(Entries pointing to labeled objects)
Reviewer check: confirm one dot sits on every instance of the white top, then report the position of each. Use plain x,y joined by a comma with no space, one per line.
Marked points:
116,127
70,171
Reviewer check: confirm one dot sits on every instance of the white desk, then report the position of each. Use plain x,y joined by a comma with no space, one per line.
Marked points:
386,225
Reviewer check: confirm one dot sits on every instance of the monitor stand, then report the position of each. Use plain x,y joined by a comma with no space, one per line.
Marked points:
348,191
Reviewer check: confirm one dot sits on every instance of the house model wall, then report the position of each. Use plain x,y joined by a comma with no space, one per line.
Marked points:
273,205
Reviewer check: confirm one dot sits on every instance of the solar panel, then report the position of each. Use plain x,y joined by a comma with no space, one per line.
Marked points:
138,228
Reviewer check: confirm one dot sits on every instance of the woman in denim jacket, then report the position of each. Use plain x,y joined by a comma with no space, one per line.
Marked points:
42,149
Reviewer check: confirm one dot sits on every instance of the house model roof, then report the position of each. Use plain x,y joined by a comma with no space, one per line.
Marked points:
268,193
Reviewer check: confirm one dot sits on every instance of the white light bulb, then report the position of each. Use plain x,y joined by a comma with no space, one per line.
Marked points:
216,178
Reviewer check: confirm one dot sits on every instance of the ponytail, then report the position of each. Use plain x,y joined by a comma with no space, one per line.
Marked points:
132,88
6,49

◆ **EXERCISE REQUIREMENTS**: Can you lay out every line of the entries above as a JSON list of strings, one string per line, leaving out any blank lines?

◆ **WRITTEN SOLUTION**:
[
  "Reviewer check: confirm one dot sits on every instance of the white top, then report the position of each. Use plain x,y joined by a comma with no space, one per line.",
  "Marked points:",
  "116,127",
  "70,171",
  "Reviewer check: confirm one dot sits on every instance of the white desk, then report the position of each. Use plain x,y joined by a comma with no space, one per line.",
  "Marked points:",
  "386,225",
  "Reviewer check: confirm one dot sits on every instance of the monitor stand, then report the position of each. Use plain x,y joined by a comma with no space, one per line.",
  "Marked points:",
  "348,191",
  "Reviewer check: confirm one dot sits on every instance of the house model wall, then report the position of each. Use plain x,y joined by a comma with no space, one per line.",
  "Marked points:",
  "273,205",
  "Reviewer check: confirm one dot sits on every instance of the solar panel, then report the position of each. Use plain x,y joined by a comma with no space, one per line.",
  "Marked points:",
  "138,228",
  "Reviewer check: confirm one dot sits on every instance of the woman in denim jacket, then report the position of each. Use plain x,y joined by a comma with no space, one per line.",
  "Marked points:",
  "42,149",
  "Reviewer check: confirm one dot sits on every instance of the house model roof, then report the position of each. Use plain x,y joined by a comma with no space, one per line.",
  "Marked points:",
  "268,193",
  "Reviewer check: confirm one dot sits on every instance of the white light bulb, then report the position of each. Use plain x,y joined by a comma with no space, one per line.",
  "Marked points:",
  "216,178",
  "Reviewer check: confirm one dot sits on every instance of the ponytail, then report the position of each. Use plain x,y joined by a comma with no space, one per line.",
  "Marked points:",
  "132,88",
  "6,49"
]